--- START ---
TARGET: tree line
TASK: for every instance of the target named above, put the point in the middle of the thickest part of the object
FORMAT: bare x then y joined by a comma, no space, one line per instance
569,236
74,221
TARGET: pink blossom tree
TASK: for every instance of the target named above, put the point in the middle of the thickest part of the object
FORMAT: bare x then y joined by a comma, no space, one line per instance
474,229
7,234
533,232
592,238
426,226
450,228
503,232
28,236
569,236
--- END ---
§ What is expected:
Repeat every line of the records above in full, requests included, and increase each x and y coordinate in the answers by 39.

§ Result below:
TARGET: tree line
TASK: for every instance of the target named above, put the point in the middle of the thickest part of the object
FORMAT: bare x then y joined by a comma, no space, one line per instance
608,275
113,260
TARGET: pink blossom tree
TASK: for every instance of the target named above, put the point in the middle of the thickest part of the object
FORMAT: bare x then y joined by a comma, no space, one line per instance
513,268
46,273
572,271
631,277
465,265
489,267
542,271
67,275
608,275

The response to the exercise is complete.